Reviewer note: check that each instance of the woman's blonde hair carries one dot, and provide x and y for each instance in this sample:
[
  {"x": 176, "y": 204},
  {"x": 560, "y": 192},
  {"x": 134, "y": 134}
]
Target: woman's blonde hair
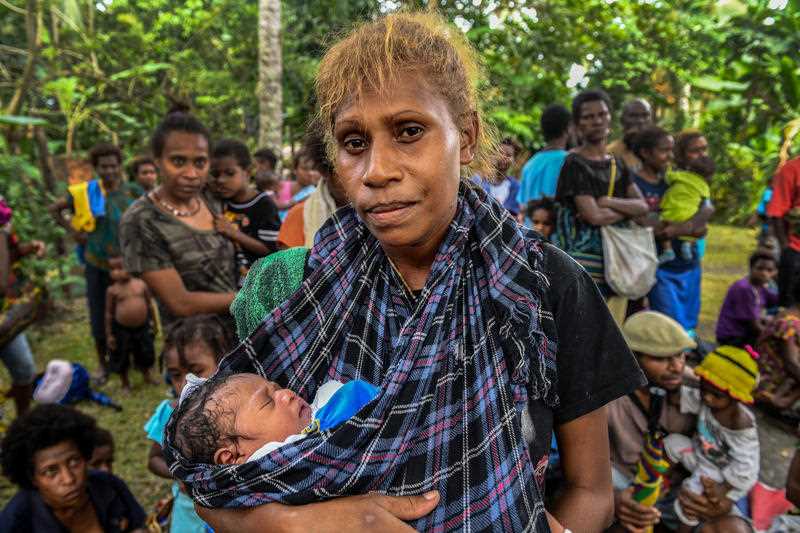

============================================================

[Required work]
Would you transcribe the whole listing above exactly? The pictures should not be included.

[Exercise answer]
Reviewer note: check that each instance of the woman's blonde hair carries one dot, and provide x and y for each instance in this sample:
[
  {"x": 176, "y": 204},
  {"x": 560, "y": 192},
  {"x": 134, "y": 134}
]
Target: woman's blonde hair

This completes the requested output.